_GOAL OF THE EXERCISE_.
Continue the forum thread about places to stay near Milan from the point where it stops.

_GIVEN PASSAGE_.
# Place to stay in Milan



## 88974 (May 11, 2005)

Does anyone know of a place to park or campsite in Milan, preferably near the airport. 

Thanks.


----------



## 96088 (Aug 22, 2005)

Hi Ladybird

To bump this back to the top...

Which airport?

Linate or Malpensa?

Malpensa is not that far from the southern edge of Lago Maggiora (or however it is spelt) and there a quite a few places there.


----------



## 88974 (May 11, 2005)

hi oldskool

near linate airport  or near the centre of milan

Thanks


----------



## 96088 (Aug 22, 2005)

That's a tough one, last year we couldn't find anything within about 15 miles of the city and as we were a tad pushed for time we gave it a miss.

I'm sure somebody will come along with an answer before long.


----------



## 88757 (May 9, 2005)

Hi Ladybird,
We did a couple of pick ups at Linate (otherwise called Bergamo) last summer. We found the area around lake Isio very handy for the airport. It was only about 20 mins. drive. There's a Camping Cheque site, Campaggio del Sole, right on the lake, which we found very nice . If you prefer wild camping, try Sarnico. also on the lake with grey and black waste and water fill. It has a little shopping centre across the road for your fresh provisions and also a loo and laundrette. Beside road, but very little traffic at night.
Mary
PS: there were swans on the lake, hope Bird Flu stays away!!


----------



## 88974 (May 11, 2005)

Thanks Mary,

Decided to check my tickets last night to see if I had got the right airport but I hadn't, I had presumed I had booked from Milan (linate), the flights are booked with aer lingus from Milan (orio) is this not the one from Bergamo, if it is then the sites above would be perfect if not back to the drawing board, oh I am confused. Am I right in saying there are three airports around Milan, now all I need to know is where they are located.


----------



## 88757 (May 9, 2005)

Hi Ladybird,
Just checked and Orio is indeed Bergamo. I almost had a heart attack last year thinking Bergamo was a different airport. I wish they'd just call it Bergamo and leave it at that. If you are booked from Orio, then the places I mentioned are very close by.
We'll be doing it all again in June, picking my sister up from Airport for the Verona Opera. I can't wait!!
Mary :lol:


----------



## 88974 (May 11, 2005)

Hi Mary

is it a very big airport, and is there parking for the motorhome near by whilst dropping off, my parents are dropping my daughters to the airport but because of their age 12 and 14 will have to go into the airport with them and make sure they board ok. whilst we wait here anxiously, haven't done this before so i am worried that everything will be ok. 

Thanks 

Dee


----------



## 88757 (May 9, 2005)

Ladybird,
We did it three times last summer. The trick is (as we discovered) when you enter into the airport, don't follow the signs left for parking, that is tricky for a campervan. Instead go right towards the commercial area, where there are lots of lorries and hangars, we found places to stop there each time no bother. Mike did stay in the camper while I went into the terminal, in case he needed to move. There's also a very good shopping centre (huge) near the airport, I just can't recall what it was called, but well signed.

Labeling and segmentation entries:
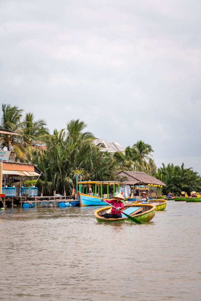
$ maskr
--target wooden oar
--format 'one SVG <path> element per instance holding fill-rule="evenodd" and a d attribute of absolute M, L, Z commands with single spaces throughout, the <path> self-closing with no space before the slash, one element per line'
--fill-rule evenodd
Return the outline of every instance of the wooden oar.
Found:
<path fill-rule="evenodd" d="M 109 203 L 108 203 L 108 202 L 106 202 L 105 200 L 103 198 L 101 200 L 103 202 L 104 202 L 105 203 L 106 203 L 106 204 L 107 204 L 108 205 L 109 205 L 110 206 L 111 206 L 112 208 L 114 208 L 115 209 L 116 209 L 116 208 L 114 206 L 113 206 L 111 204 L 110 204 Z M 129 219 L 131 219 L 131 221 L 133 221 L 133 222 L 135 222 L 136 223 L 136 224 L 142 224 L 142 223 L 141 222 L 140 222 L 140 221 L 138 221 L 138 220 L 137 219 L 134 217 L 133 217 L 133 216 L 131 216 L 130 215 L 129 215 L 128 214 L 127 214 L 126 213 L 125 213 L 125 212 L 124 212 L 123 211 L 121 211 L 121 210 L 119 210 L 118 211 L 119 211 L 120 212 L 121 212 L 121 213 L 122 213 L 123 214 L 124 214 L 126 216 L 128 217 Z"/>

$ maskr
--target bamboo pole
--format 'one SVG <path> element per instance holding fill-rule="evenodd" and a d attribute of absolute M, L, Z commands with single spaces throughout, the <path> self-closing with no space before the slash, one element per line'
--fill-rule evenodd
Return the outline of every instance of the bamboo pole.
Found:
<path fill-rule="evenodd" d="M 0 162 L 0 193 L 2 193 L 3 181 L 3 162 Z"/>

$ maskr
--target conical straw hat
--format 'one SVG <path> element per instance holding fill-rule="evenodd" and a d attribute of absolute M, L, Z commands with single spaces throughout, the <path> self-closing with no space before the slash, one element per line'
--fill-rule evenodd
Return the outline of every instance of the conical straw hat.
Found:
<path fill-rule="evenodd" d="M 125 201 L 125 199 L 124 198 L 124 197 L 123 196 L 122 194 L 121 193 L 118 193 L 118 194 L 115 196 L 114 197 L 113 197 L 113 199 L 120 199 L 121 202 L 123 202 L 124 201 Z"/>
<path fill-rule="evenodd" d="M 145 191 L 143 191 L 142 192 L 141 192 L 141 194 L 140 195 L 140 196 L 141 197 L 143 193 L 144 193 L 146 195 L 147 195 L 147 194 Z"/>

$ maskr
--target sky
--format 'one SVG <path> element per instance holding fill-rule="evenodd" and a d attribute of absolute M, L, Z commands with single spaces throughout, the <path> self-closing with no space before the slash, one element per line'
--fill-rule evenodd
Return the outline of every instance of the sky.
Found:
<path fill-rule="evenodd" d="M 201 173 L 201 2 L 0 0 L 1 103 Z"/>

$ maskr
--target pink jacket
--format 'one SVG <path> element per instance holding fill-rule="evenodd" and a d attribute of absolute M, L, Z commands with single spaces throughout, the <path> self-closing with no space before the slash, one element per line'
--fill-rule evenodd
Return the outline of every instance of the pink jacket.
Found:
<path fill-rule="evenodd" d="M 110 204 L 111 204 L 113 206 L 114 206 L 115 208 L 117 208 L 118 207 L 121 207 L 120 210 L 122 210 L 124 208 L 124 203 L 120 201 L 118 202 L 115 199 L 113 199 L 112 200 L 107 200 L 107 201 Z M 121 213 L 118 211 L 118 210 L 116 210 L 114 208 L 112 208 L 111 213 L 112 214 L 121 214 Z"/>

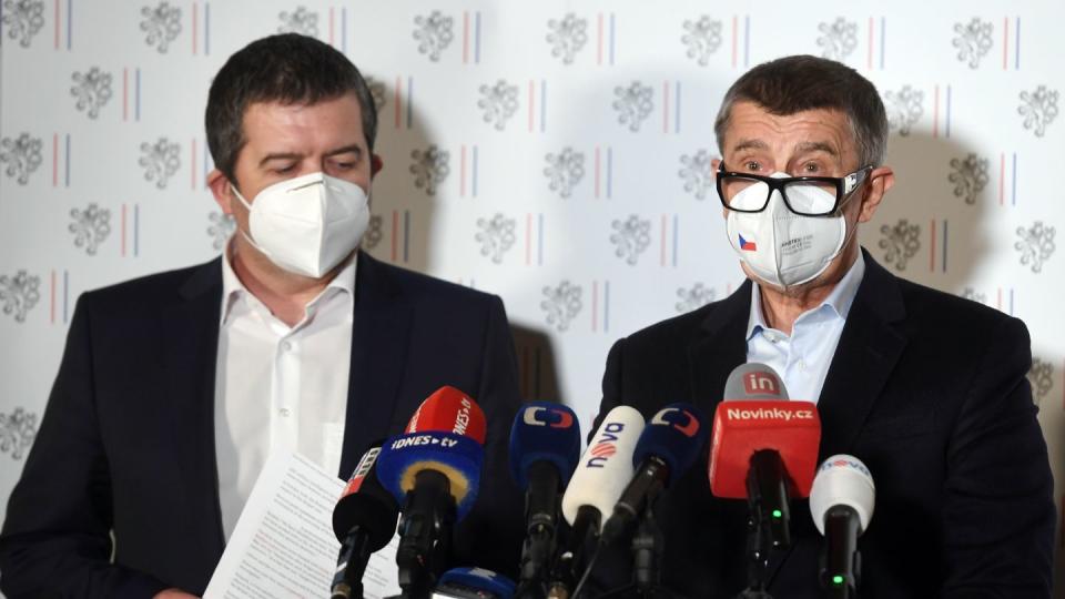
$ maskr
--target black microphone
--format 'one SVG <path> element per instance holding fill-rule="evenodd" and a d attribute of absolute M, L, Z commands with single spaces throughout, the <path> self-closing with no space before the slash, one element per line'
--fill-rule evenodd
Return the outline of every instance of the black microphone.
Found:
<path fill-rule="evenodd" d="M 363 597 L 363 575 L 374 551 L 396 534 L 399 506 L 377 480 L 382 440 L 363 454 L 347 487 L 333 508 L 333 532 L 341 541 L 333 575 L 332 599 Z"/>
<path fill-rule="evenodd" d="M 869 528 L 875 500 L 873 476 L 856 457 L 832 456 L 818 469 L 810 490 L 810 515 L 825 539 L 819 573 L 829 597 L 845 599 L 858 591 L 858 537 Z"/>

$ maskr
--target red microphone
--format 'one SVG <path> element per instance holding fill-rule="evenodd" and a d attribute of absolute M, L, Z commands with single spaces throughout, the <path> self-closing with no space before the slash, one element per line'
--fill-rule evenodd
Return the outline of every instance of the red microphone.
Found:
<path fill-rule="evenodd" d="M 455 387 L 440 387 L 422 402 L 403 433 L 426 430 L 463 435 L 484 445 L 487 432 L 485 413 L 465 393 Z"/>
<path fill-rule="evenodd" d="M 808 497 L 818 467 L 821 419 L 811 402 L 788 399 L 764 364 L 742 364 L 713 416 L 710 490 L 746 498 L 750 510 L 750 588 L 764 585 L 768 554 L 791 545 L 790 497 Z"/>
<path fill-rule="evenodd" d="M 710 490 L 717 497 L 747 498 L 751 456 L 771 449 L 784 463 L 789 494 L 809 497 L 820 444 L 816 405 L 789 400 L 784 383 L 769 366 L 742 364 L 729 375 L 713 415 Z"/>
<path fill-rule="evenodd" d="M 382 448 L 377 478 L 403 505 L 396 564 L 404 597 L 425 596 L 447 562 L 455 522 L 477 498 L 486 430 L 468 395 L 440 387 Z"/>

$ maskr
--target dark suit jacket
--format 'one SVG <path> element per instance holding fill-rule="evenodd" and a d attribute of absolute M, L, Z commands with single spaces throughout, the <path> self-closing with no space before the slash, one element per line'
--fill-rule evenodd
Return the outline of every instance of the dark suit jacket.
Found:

_RESULT OF THIS TASK_.
You should have no probs.
Mary


----------



## 88974 (May 11, 2005)

Mary

Thanks for that, perhaps the shopping centre may be our best bet, it is very hard to organise someone else when you don't know the layout yourself, parents will have to go into airport to check in girls and sign waiver forms so they will need to leave the van parked, you said there are campsites nearby to you have any names 

thanks 


dee


----------



## 88757 (May 9, 2005)

Ladybird,
The nearest one we used was Camping del Sole at lake Iseo. camping cheque site, right on the lake. You exit the Milan/Venice motorway following Lago d'Iseo. this campsite is near the town of Iseo, which is very nice to visit. We also overnighted at the Sosta at Sarnico, also lakeside on Lake Iseo, with supermarket, loo and laundrette closeby. These are less than a half hour from the airport, on the motorway direction Milan and follow signs for Bergamo and then airport.
Mary


----------



## 88974 (May 11, 2005)

Thanks mary I will look into that.


----------



## 88757 (May 9, 2005)

Ladybird,
my hubby says he isn't sure if it'd be possible to walk over from the Shopping Centre to Airport, as motorway divides Airport from Shopping Centre. There may be pedestrian walkway, but we just don't know.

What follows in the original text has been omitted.